--- Saved entries ---

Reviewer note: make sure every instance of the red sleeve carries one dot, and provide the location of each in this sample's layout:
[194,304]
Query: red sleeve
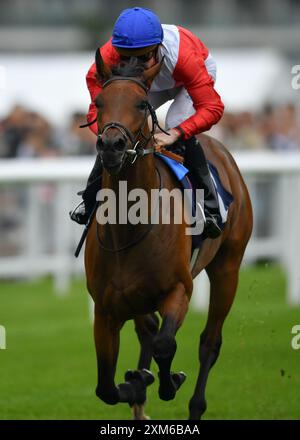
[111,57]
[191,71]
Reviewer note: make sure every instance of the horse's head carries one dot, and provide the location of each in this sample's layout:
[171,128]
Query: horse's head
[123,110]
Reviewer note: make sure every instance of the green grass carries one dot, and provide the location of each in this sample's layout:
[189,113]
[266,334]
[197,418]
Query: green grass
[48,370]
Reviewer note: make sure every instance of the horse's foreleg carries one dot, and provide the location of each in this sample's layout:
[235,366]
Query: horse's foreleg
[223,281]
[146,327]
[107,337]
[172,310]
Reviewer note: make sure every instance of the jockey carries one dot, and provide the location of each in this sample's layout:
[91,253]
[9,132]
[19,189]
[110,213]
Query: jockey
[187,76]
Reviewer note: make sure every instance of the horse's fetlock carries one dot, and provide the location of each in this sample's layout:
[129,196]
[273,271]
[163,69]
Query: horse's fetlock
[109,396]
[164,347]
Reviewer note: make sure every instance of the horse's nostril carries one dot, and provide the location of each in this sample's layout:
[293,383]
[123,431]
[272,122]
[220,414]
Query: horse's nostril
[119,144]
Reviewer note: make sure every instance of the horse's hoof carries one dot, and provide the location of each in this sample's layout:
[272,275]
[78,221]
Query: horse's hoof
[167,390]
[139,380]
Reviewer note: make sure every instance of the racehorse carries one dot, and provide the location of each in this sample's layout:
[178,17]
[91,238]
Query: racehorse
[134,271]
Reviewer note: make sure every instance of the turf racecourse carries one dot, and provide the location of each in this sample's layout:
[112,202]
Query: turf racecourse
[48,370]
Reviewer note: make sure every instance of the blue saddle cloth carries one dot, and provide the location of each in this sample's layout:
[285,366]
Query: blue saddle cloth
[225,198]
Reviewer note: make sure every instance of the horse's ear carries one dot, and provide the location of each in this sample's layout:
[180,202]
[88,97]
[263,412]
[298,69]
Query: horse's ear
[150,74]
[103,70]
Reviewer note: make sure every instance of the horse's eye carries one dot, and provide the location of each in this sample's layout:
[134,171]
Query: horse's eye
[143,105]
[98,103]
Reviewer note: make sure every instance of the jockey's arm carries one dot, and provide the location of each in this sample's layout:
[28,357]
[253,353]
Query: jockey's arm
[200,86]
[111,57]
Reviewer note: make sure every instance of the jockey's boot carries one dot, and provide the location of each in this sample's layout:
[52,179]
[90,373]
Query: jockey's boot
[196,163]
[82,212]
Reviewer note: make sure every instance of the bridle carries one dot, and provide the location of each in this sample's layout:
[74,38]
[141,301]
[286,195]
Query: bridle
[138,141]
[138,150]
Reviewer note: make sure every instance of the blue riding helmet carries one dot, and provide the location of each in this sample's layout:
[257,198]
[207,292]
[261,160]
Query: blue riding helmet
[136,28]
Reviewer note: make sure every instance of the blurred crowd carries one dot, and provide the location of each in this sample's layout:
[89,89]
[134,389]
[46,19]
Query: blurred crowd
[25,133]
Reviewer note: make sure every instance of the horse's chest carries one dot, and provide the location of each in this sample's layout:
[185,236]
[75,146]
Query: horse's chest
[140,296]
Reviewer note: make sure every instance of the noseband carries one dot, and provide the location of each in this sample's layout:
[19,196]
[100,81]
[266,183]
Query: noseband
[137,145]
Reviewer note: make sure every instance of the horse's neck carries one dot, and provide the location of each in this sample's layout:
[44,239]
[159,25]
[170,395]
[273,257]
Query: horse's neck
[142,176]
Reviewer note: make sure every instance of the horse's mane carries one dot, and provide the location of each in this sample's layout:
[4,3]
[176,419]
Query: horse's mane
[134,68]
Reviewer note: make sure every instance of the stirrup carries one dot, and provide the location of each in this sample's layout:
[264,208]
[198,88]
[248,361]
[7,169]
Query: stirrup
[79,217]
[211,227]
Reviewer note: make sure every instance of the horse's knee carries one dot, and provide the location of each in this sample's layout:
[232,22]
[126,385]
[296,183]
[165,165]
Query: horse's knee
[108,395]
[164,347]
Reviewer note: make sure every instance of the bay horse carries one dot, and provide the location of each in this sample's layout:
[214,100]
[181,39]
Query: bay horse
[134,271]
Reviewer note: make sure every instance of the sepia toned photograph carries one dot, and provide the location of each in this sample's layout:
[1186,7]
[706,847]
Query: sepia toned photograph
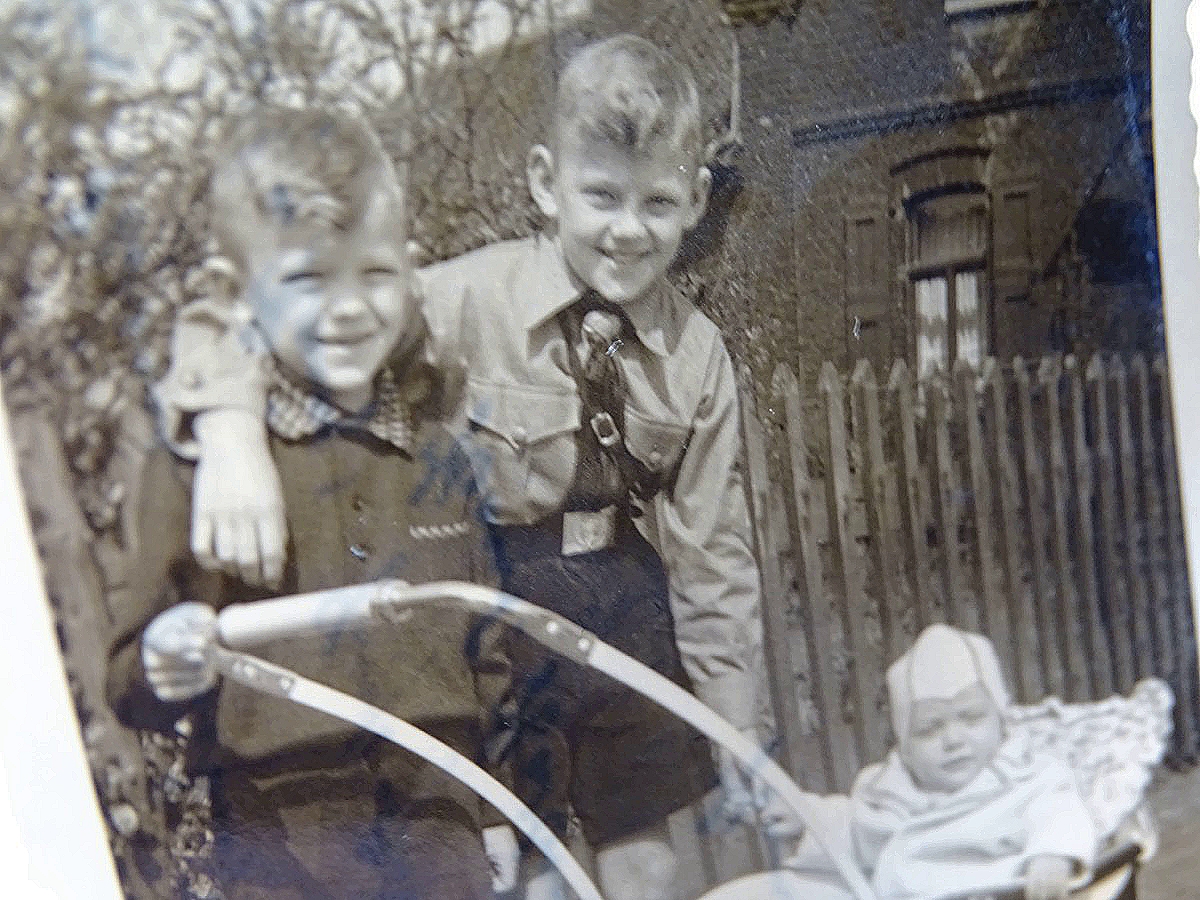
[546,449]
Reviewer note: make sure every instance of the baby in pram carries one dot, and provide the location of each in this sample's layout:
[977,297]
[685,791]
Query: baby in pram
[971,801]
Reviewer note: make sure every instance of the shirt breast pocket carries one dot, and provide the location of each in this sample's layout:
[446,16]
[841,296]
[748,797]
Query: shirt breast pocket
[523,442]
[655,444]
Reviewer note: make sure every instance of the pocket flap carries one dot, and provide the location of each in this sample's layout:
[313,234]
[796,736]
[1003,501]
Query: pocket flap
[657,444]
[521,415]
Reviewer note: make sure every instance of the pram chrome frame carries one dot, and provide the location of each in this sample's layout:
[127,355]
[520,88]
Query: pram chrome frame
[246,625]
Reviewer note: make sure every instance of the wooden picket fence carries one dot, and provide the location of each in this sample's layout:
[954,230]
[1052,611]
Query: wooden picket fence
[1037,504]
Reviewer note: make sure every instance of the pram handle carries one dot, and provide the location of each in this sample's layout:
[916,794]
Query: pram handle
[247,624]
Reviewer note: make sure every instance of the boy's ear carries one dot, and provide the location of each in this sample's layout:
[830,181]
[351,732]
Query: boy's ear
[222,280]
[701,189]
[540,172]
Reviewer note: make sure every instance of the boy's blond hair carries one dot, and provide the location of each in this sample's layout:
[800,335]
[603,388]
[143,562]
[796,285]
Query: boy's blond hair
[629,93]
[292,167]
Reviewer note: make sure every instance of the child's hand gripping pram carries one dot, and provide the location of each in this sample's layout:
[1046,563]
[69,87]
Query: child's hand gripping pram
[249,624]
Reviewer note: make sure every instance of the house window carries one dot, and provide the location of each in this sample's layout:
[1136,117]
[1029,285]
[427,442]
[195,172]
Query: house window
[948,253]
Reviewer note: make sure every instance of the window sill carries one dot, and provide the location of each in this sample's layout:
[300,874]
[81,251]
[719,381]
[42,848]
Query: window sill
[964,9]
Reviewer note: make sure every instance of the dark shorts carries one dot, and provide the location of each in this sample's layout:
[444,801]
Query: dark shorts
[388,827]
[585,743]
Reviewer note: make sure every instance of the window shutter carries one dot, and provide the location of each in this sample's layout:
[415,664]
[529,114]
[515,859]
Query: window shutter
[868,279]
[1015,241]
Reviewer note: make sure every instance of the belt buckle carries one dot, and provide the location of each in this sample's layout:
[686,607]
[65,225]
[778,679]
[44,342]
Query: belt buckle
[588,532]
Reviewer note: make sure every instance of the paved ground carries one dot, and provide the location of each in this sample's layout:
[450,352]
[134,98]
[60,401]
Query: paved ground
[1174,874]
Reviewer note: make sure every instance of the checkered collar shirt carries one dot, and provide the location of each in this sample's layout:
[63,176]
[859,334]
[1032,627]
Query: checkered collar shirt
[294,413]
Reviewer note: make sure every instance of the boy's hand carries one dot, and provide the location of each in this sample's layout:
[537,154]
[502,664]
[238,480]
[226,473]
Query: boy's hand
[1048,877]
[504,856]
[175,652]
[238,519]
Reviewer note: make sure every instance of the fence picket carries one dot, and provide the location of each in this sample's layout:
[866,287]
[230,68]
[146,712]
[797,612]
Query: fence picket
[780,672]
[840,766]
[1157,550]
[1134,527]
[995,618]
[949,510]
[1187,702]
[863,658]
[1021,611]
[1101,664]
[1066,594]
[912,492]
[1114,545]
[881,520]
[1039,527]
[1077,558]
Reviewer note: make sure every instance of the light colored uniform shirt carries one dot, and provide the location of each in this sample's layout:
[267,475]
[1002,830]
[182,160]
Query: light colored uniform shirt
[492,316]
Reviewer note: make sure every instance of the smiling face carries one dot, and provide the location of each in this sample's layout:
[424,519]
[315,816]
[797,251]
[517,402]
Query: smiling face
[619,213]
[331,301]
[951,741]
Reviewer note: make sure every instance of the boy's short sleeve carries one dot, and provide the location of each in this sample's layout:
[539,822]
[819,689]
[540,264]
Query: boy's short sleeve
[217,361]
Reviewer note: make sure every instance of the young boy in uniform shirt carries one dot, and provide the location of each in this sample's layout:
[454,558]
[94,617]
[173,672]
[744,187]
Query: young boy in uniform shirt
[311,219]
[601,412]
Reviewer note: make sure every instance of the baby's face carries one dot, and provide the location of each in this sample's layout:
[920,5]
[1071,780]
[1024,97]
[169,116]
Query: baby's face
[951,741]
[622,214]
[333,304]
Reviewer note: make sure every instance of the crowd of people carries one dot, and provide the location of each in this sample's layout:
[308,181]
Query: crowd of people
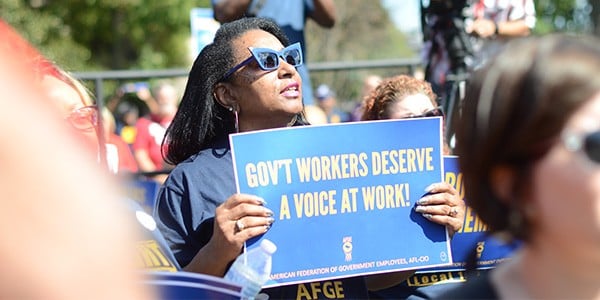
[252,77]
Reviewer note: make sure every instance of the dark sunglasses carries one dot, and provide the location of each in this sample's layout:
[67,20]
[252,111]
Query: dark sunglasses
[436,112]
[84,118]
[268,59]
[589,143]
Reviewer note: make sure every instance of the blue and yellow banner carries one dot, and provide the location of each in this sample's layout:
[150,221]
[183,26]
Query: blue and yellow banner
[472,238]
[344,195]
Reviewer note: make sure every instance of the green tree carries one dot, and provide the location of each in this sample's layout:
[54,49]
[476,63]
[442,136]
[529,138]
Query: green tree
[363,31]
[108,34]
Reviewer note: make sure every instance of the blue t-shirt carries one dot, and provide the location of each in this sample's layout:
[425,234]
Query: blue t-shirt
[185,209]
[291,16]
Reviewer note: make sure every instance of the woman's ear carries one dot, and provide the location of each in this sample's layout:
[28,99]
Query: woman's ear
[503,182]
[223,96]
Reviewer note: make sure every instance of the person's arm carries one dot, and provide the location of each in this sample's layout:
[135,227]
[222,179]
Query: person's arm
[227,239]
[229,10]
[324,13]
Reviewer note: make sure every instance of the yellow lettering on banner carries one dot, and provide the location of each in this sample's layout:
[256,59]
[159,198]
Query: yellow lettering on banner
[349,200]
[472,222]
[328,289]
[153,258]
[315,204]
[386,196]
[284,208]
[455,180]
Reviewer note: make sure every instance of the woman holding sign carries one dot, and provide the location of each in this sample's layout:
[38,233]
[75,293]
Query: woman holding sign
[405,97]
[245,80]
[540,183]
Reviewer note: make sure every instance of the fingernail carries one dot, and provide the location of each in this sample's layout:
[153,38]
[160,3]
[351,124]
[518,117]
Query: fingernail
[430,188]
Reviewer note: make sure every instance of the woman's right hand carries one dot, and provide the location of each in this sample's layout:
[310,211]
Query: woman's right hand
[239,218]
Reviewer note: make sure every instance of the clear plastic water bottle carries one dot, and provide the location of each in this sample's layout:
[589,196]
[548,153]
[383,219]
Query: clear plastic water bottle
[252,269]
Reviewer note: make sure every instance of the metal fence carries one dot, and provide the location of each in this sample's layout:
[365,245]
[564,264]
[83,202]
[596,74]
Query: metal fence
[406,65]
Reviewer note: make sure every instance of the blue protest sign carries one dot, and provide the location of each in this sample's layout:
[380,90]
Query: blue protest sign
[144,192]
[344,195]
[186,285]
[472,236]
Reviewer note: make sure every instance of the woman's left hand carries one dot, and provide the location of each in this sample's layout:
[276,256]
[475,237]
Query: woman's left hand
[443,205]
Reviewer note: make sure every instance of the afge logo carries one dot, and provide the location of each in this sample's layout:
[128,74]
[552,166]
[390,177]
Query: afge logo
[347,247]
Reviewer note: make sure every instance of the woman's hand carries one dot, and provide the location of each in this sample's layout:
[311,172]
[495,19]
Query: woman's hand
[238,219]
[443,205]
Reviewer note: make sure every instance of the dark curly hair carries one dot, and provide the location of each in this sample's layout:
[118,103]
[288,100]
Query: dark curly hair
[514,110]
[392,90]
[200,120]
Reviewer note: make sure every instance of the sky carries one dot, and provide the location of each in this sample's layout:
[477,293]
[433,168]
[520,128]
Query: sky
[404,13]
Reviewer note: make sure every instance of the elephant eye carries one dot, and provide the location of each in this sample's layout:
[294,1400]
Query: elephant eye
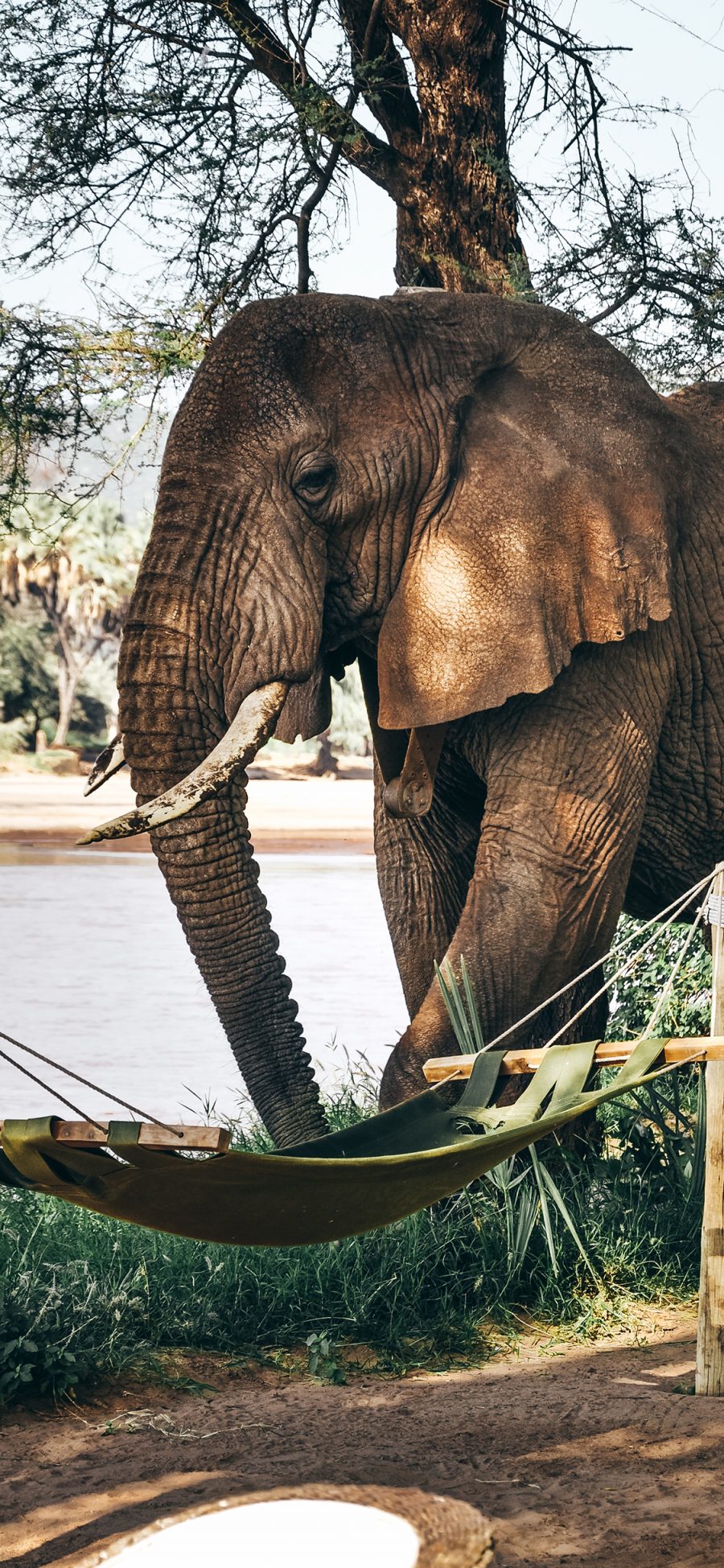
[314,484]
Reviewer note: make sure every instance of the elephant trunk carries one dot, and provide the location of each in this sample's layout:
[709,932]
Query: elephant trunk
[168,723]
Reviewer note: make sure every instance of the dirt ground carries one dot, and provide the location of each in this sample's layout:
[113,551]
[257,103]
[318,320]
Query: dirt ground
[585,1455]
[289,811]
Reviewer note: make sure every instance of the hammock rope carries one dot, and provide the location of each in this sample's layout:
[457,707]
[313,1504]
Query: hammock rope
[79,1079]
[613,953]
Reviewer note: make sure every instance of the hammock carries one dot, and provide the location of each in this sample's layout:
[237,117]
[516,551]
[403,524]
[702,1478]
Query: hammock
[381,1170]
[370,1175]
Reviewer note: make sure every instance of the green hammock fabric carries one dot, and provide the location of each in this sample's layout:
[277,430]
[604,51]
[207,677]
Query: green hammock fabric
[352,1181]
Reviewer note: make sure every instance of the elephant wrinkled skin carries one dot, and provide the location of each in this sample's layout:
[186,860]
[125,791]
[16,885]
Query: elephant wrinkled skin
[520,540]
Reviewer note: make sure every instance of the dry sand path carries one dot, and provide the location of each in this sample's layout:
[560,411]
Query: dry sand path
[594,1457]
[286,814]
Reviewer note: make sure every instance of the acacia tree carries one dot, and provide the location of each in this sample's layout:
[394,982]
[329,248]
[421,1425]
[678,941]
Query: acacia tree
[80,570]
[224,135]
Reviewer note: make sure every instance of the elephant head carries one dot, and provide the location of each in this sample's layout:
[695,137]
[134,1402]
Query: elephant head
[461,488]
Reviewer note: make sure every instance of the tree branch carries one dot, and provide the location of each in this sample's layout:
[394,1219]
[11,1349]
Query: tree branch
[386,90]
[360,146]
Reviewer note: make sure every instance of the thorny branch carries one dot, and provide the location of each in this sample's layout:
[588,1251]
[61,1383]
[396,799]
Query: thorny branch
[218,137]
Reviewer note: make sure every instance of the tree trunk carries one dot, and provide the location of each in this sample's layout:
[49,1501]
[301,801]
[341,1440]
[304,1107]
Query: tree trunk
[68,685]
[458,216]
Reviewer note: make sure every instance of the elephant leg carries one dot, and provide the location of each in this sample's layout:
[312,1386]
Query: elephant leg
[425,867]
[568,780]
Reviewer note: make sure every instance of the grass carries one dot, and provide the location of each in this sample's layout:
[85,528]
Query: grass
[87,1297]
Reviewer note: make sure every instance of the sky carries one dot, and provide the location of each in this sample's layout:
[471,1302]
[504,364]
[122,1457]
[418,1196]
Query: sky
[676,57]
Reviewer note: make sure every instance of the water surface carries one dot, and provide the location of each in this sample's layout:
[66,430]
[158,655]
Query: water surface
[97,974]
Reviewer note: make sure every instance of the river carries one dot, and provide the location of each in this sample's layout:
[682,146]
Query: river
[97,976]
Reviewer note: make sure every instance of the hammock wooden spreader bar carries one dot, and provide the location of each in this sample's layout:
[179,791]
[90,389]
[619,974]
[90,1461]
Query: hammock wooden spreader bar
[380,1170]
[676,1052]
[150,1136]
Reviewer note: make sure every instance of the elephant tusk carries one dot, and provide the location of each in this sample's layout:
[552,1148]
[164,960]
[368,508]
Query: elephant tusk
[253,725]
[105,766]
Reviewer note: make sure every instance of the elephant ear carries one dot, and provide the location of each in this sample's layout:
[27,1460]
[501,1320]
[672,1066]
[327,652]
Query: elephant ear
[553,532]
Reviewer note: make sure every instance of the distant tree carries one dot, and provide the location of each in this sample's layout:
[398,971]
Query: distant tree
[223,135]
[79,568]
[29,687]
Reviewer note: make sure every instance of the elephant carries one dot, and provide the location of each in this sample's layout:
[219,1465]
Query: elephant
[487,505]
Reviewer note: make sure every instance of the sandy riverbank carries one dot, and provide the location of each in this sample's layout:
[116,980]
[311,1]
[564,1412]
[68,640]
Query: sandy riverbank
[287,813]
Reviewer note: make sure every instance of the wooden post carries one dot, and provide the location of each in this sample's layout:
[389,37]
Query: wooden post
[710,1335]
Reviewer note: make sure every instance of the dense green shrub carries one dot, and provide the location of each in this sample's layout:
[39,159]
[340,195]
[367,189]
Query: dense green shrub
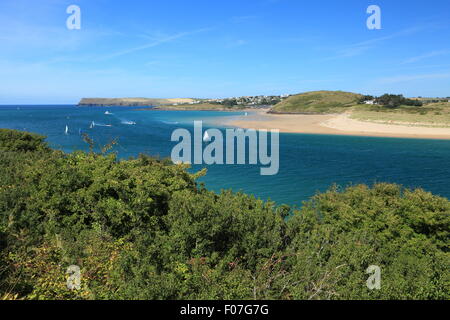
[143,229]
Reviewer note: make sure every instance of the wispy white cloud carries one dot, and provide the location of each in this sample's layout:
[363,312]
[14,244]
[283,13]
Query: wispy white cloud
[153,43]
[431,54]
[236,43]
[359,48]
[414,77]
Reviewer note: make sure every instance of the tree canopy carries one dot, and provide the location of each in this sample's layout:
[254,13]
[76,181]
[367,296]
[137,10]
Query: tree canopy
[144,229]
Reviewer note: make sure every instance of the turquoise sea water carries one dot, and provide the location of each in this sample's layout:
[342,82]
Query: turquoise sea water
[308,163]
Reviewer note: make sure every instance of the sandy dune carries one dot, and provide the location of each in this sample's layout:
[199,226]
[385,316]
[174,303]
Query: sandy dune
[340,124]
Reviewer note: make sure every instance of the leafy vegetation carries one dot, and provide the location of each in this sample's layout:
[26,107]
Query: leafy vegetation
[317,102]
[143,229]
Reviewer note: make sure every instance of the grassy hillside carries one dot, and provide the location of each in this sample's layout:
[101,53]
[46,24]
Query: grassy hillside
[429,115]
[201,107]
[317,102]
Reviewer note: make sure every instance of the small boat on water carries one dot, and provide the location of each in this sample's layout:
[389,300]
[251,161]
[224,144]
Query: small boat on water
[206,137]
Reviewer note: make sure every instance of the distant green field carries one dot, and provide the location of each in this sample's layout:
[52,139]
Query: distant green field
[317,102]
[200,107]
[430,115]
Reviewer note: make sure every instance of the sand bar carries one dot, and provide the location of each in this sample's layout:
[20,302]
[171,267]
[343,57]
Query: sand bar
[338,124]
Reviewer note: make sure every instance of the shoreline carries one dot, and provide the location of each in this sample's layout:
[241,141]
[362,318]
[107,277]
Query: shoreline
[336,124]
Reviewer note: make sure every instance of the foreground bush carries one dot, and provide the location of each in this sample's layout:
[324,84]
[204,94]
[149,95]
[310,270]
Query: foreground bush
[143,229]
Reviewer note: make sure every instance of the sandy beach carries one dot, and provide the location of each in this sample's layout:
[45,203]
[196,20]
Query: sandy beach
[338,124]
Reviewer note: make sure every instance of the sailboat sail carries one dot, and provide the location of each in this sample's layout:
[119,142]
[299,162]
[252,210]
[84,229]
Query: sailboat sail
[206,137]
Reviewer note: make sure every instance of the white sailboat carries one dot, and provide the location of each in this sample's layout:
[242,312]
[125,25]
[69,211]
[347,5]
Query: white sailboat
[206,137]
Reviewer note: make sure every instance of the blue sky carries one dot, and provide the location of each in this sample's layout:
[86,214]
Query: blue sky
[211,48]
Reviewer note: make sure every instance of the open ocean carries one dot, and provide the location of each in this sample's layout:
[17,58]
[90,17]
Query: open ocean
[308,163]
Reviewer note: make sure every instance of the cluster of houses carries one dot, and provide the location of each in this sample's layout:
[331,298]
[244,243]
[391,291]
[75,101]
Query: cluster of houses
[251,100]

--- Short problem ---
The lines to reproduce run from the one that contains "Reviewer note: make sure every instance of the white" through the last line above; copy them exactly.

--- Solution to this exercise ---
Reviewer note: make sure every instance of the white sailboat carries one dot, and provide the location of each in this sample's layout:
[242,312]
[125,25]
[69,211]
[347,5]
Query: white sailboat
[206,137]
Reviewer note: make sure every instance of the blue sky carries one dot, and provide the location of each in this sample's layout:
[86,214]
Query: blue sky
[211,48]
Reviewer note: make sure every instance of the open ocean carries one dot, and provide the location of each in this sample's layout:
[17,58]
[90,17]
Query: open ocean
[308,163]
Reviewer note: make sure every instance of the cluster of houses carries one dot, and provide the location of each in this sample's layout:
[331,298]
[244,243]
[391,291]
[75,101]
Query: cluster of houses
[251,100]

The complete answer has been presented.